▸ **Aim of the task**: Return, unchanged, the lines below from the line with "Mark the innermost point of each instance of the blurred" up to and including the last line of the entries.
** BEGIN **
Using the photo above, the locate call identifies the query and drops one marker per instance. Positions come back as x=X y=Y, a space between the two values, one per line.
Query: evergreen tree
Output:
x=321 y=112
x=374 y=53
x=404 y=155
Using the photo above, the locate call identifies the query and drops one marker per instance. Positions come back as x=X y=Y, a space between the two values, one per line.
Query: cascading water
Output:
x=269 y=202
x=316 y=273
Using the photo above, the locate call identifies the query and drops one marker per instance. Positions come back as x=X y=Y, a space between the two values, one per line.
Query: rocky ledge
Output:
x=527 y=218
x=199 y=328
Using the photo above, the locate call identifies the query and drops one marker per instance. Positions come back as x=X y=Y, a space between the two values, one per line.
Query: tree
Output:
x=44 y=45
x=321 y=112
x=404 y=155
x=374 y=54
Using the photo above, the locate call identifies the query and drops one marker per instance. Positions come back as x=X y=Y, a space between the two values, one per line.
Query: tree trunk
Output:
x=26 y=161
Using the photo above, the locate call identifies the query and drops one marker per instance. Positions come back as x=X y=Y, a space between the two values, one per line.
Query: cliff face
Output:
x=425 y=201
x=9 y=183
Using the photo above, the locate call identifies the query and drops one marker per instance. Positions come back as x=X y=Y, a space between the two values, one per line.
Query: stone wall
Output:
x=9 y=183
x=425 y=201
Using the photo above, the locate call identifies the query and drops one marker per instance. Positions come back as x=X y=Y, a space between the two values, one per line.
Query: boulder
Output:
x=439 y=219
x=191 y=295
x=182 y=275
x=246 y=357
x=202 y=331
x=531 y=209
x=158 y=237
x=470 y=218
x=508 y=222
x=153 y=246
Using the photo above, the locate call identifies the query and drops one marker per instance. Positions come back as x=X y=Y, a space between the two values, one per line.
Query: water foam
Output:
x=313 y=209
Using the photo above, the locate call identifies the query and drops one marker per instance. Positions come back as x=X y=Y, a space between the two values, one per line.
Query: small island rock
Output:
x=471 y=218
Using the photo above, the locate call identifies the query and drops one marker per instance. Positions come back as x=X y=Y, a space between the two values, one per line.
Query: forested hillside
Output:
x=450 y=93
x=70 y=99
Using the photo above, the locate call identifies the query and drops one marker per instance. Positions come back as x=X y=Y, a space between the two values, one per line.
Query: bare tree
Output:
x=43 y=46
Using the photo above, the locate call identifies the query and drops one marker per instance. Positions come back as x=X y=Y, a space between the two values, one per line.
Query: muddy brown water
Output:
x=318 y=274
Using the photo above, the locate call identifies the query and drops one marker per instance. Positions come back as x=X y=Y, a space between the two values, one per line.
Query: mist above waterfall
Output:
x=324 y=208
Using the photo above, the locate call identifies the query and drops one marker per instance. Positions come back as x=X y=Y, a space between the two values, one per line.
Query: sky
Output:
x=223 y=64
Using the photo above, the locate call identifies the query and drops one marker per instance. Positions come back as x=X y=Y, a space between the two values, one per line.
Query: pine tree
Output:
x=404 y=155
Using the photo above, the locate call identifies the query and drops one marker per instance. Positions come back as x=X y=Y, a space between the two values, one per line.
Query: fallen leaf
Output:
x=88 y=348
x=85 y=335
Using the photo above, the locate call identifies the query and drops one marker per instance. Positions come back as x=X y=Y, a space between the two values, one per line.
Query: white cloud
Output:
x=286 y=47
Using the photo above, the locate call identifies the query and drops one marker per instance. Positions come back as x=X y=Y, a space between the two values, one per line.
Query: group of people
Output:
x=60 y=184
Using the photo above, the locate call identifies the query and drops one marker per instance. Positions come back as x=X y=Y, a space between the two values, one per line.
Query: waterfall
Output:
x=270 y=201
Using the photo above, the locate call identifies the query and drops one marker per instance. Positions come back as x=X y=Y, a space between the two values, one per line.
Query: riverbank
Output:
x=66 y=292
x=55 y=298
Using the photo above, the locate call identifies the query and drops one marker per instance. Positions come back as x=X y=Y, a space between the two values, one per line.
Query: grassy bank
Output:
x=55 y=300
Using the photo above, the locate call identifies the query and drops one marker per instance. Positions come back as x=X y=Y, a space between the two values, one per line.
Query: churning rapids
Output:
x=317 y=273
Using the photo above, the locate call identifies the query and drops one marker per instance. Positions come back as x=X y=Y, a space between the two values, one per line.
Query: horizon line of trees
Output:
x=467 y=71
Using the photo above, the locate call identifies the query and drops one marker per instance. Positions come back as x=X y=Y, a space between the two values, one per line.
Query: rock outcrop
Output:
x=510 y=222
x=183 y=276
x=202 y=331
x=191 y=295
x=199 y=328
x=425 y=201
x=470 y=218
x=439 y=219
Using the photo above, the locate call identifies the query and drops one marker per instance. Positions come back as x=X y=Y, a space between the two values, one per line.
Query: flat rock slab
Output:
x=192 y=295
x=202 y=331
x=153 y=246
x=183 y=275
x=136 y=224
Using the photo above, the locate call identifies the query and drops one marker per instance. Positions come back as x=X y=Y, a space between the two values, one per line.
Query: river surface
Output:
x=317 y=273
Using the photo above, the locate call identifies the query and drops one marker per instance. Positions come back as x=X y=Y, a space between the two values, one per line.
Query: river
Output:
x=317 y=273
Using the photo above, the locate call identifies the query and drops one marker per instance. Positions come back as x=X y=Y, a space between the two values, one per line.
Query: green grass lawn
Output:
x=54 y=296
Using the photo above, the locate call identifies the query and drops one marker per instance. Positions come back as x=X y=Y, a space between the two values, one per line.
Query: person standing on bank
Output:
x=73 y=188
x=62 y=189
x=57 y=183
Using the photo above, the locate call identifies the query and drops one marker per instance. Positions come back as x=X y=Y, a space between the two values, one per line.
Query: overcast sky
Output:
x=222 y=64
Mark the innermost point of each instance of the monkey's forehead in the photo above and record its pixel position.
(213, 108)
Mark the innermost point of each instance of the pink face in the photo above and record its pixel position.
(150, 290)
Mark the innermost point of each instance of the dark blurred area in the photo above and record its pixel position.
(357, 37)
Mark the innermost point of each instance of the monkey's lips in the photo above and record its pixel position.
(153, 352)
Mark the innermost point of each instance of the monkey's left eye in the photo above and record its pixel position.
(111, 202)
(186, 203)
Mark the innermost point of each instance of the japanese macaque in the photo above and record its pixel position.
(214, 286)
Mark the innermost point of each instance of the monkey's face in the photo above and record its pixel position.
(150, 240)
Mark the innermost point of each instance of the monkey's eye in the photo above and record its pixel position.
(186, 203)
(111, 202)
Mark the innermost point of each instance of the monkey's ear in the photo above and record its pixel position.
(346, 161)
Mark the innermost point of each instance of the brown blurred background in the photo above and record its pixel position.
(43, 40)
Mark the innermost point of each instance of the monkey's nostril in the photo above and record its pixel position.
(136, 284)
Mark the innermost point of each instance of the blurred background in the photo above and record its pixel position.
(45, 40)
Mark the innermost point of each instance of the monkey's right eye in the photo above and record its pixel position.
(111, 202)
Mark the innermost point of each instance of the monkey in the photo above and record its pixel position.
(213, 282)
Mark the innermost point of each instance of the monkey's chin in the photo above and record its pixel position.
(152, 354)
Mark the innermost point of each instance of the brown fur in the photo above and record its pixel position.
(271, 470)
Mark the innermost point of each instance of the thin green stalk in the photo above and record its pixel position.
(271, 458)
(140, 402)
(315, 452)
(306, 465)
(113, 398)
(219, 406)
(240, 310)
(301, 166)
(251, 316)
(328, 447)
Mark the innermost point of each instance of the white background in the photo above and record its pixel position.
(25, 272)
** END **
▸ **Written solution**:
Mark the innermost point of each instance of the blurred background in the photo above and record its pixel position.
(45, 40)
Mark the innermost point of each instance of the monkey's right eye in the photo above and record its pixel position.
(111, 202)
Mark the innermost point of each instance of the monkey in the photo above and record its pixel position.
(213, 282)
Mark the innermost point of each instance of the monkey's chin in the photo above and record its pixel position.
(152, 354)
Mark the innermost point of each instance of the brown fur in the photo above and record its pixel position.
(271, 470)
Mark the innermost point of each instance of the thin green stalk in the photo above and record its pixel position.
(271, 458)
(140, 402)
(315, 452)
(306, 465)
(113, 398)
(219, 406)
(240, 310)
(301, 166)
(251, 316)
(328, 447)
Mark the innermost point of each instance of the white background in the photo above and record its pixel position.
(25, 272)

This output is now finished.